Nothing but the lines from the one containing "the blue sky" through the last line should be written out, please, exactly as they stand.

Location identification entries:
--------------------------------------------------
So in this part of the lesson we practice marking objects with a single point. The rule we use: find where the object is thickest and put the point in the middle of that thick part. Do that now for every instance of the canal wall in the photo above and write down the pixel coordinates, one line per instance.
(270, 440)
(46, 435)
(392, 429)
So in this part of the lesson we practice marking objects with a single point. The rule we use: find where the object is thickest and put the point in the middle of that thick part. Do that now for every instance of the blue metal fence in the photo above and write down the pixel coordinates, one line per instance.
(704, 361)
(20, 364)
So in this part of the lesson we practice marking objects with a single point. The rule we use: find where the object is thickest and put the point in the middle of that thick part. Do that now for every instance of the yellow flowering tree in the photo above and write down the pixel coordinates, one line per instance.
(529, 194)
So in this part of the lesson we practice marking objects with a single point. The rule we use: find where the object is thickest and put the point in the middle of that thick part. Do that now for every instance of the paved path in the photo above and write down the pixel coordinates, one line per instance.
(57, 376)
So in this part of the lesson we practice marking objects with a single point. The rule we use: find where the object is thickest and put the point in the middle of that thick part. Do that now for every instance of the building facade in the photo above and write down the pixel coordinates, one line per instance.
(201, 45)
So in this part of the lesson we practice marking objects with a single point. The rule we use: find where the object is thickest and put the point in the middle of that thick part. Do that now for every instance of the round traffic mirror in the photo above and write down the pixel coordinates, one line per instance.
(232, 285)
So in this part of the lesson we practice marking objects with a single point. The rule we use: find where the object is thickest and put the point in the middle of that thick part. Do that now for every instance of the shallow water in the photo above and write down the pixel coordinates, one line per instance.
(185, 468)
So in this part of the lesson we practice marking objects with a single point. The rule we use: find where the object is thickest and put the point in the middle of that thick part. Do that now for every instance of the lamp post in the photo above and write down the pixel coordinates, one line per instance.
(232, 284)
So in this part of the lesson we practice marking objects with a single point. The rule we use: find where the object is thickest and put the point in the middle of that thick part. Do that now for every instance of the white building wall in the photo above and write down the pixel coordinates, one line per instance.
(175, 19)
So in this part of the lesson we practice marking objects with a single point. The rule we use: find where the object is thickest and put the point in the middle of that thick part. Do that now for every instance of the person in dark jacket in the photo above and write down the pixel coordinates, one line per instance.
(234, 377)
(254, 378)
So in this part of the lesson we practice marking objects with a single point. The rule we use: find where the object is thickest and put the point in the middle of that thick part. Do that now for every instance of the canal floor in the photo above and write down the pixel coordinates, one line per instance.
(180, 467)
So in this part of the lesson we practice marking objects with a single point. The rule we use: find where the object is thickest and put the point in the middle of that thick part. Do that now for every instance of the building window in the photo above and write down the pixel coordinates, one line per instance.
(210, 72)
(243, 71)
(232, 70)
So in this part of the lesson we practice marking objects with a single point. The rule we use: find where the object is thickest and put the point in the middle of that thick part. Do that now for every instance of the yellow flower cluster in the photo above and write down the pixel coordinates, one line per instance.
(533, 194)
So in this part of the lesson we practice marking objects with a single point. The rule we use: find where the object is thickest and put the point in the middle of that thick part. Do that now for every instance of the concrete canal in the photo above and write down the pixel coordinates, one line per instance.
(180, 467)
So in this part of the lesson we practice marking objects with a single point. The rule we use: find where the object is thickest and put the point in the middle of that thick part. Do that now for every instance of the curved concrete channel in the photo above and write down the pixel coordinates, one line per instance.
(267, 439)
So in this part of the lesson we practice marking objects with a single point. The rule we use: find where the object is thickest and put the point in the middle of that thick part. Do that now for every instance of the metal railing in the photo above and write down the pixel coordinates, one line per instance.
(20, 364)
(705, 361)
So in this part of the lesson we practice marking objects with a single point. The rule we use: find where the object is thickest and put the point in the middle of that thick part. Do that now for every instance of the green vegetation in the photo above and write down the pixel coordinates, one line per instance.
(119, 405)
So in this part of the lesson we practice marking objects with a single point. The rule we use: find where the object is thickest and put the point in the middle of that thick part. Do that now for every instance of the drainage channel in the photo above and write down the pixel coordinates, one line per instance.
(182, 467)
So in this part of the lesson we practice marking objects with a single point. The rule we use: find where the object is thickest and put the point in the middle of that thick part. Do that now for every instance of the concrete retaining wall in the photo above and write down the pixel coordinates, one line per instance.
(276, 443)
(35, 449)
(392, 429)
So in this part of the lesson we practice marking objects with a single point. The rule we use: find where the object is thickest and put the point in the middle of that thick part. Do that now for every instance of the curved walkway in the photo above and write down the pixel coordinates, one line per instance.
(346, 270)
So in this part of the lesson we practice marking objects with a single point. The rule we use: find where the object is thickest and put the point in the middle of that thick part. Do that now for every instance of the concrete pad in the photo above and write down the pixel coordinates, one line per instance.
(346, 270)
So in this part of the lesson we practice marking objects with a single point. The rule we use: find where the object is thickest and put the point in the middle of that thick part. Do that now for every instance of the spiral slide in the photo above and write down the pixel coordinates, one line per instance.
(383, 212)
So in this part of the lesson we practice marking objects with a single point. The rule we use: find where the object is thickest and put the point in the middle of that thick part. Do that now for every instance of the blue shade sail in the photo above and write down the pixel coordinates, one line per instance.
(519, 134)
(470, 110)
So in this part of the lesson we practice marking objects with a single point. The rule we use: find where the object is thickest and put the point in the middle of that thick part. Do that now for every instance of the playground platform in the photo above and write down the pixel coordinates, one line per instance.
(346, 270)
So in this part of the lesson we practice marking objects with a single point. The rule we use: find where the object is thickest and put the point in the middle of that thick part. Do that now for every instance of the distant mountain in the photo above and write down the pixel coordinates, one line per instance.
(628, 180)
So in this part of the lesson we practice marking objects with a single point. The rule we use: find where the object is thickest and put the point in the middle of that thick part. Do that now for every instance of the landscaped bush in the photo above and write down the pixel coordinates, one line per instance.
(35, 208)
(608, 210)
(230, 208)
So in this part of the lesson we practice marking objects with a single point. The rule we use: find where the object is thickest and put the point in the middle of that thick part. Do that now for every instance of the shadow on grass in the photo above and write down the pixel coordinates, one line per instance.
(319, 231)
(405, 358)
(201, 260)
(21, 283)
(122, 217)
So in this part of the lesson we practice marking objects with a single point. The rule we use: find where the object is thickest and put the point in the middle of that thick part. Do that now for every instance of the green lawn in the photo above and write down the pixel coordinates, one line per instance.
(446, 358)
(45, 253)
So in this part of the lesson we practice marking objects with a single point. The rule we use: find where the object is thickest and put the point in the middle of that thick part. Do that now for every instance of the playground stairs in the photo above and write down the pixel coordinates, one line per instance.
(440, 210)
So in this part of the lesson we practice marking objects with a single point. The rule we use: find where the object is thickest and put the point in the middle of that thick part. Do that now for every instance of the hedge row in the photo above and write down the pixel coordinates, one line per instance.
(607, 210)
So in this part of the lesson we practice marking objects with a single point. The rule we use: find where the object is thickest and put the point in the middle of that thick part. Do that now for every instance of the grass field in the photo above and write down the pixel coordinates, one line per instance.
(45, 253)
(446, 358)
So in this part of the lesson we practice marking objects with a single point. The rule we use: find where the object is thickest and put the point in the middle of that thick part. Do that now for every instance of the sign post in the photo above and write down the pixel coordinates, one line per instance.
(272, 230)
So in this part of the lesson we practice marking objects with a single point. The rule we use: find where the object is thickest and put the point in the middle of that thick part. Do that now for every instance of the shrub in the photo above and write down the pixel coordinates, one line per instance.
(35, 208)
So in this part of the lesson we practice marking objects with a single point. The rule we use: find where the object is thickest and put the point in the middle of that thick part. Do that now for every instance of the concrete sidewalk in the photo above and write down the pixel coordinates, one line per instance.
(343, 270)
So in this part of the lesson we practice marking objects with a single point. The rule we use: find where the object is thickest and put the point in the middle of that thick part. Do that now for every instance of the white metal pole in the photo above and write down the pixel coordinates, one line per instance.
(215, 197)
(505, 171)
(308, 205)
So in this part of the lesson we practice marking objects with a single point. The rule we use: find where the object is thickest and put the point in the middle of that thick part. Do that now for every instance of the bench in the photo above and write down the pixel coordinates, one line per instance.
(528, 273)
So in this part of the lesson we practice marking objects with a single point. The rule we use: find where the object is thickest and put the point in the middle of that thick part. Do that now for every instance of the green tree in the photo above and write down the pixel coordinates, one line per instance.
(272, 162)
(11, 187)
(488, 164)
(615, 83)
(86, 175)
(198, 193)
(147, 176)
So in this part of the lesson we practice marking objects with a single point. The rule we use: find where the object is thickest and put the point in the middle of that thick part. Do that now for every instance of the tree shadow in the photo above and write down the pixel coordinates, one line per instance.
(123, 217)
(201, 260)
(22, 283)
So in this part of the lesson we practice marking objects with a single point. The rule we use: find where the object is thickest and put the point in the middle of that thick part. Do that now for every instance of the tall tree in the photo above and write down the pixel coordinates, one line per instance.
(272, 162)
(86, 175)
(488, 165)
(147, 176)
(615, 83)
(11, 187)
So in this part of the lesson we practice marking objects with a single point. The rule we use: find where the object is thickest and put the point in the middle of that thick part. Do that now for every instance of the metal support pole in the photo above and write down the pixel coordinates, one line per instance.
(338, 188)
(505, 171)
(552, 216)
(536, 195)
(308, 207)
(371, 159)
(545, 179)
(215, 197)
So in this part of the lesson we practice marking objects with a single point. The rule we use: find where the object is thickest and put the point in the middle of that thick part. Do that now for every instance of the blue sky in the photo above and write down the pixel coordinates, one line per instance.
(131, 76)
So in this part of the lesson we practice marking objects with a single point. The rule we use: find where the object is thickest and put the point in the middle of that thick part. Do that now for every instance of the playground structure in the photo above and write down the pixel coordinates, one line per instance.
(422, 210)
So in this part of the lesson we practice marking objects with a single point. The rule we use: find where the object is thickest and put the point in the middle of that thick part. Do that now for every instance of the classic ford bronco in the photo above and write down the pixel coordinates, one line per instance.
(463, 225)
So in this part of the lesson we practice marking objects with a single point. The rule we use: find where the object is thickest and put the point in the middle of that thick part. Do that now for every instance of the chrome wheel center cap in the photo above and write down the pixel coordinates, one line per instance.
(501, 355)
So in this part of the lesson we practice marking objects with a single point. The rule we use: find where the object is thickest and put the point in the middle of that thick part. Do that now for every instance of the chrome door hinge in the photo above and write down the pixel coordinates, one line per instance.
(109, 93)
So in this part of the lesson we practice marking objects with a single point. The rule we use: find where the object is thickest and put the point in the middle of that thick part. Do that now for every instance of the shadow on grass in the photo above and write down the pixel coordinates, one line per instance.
--------------------------------------------------
THE REPLY:
So in this part of the lesson we practice marking objects with a single point. The rule we use: find where the object is thickest and put the point in the middle of that thick part. Do that now for every instance of the blue sky in the photo above and write down the pixel coordinates, one line per instance.
(131, 76)
So in this part of the lesson we practice marking objects with a single point. The rule we use: find where the object is thickest and put the point in the middle of that thick part. Do that now for every instance of the playground structure in the photo above and write down the pixel coordinates, one line per instance.
(422, 210)
So in this part of the lesson we practice marking objects with a single point. The rule we use: find where the object is thickest and put the point in the middle of that thick part. Do that now for every instance of the classic ford bronco in the photo above and write down the pixel coordinates, one line per instance.
(463, 225)
So in this part of the lesson we practice marking objects with a single point. The rule we use: find where the object is thickest and put the point in the middle of that thick part. Do that now for every instance of the chrome wheel center cap in the photo above and write down the pixel coordinates, one line per instance.
(501, 355)
So in this part of the lesson we practice marking objects with a single point. The rule we use: find where the object is thickest and put the point in the middle of that thick part. Do that now for every instance of the chrome door hinge in the photo above and write down the pixel coordinates, one line per instance.
(109, 93)
So in this part of the lesson we practice marking objects with a single point. The rule we use: find where the object is thickest and put the point in the middle of that thick part. Do that now for every instance of the shadow on grass in the photo above and write down the pixel coordinates, one line per instance.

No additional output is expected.